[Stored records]
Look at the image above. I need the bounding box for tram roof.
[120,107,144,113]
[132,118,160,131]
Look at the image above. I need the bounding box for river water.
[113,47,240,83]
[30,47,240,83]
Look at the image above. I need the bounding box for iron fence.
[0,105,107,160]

> WORK INSTRUCTIONS:
Your task is to write out every record exactly.

> OUTPUT OF THE EXERCISE:
Look at the image above. I need the bounding box for tram roof.
[120,107,144,113]
[132,118,160,131]
Look at the image above. I need the bounding box for river water.
[113,47,240,83]
[30,47,240,83]
Look at the image above. I need the bounding box for iron fence.
[0,105,107,160]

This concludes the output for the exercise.